__SOURCE TEXT__.
☆ ☆ ☆ ☆ ☆

Captain Lyon, responsible for safety of personnel, hopes that no one will look directly at the explosion. Everybody privileged to watch, will have goggles with glass so opaque that it turns the midday sun into a pallid ghost. But the atom bomb's light can strike through it at 20 miles away, causing temporary blindness. The Captain's advice: face the other way, shut your eyes, cover your face with your arms. Then, an instant later, you may see something.
The great day itself will be chosen by Colonel B. G. Holzman, a meteorologist. For proper observation, there should be no overcast. But the Colonel's greatest worry will be the mighty cloud of radioactive gases and particles which will rise like a thunderhead above the explosion. From it may fall a deadly sprinkle, and the Colonel's job is to see that it falls on empty ocean.

☆ ☆ ☆ ☆ ☆

__TO DO__.
In the atom bomb test passage, who will choose the date of the test? The lines that follow come from a separate source.

__EXTRACTED RECORDS__.
☆ ☆ ☆ ☆ ☆

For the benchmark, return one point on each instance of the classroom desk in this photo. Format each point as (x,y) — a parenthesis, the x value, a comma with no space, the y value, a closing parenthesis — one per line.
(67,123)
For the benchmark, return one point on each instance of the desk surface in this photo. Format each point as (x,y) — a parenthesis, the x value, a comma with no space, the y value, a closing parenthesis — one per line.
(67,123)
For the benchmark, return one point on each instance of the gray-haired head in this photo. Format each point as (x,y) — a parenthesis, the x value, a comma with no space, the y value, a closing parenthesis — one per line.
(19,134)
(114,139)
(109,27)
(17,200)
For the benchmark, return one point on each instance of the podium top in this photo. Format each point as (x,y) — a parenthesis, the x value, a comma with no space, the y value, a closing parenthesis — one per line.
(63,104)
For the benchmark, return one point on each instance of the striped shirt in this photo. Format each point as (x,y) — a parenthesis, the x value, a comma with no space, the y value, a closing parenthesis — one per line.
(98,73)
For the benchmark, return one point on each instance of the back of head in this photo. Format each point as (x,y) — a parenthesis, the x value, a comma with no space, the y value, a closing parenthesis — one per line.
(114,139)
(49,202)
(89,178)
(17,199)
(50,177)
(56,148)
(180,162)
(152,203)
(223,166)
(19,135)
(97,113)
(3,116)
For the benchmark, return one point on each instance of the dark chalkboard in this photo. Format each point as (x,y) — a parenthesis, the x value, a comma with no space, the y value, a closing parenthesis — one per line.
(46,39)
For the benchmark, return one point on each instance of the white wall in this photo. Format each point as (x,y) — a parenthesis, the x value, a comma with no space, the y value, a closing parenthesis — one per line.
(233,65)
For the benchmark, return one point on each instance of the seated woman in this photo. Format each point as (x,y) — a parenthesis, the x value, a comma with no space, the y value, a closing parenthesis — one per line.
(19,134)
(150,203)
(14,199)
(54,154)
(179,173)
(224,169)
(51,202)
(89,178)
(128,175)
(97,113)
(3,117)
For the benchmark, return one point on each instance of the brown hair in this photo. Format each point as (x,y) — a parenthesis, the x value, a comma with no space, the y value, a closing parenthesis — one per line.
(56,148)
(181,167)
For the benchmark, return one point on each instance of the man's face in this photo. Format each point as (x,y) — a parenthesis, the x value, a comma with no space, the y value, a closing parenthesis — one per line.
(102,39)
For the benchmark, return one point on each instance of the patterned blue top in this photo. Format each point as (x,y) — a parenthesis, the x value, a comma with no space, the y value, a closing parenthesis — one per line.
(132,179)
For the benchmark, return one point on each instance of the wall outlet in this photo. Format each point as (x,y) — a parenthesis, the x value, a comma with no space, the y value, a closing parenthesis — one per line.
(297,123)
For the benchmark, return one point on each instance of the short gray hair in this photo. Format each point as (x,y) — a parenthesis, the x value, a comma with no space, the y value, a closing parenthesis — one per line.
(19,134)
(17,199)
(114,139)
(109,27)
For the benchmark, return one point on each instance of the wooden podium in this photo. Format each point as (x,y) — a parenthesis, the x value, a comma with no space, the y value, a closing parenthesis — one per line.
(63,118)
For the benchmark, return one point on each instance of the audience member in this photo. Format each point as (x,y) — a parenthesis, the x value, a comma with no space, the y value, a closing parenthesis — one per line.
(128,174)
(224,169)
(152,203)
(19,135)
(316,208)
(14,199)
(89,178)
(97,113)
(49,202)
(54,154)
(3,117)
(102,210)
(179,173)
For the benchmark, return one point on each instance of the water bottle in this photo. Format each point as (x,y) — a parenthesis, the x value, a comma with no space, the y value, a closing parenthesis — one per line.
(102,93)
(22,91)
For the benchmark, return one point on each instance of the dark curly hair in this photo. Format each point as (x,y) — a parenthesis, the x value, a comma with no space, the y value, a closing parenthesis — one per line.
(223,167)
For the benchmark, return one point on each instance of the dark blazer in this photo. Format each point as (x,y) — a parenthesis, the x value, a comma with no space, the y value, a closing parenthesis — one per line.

☆ ☆ ☆ ☆ ☆

__OUTPUT OF THE EXERCISE__.
Colonel B. G. Holzman, a meteorologist.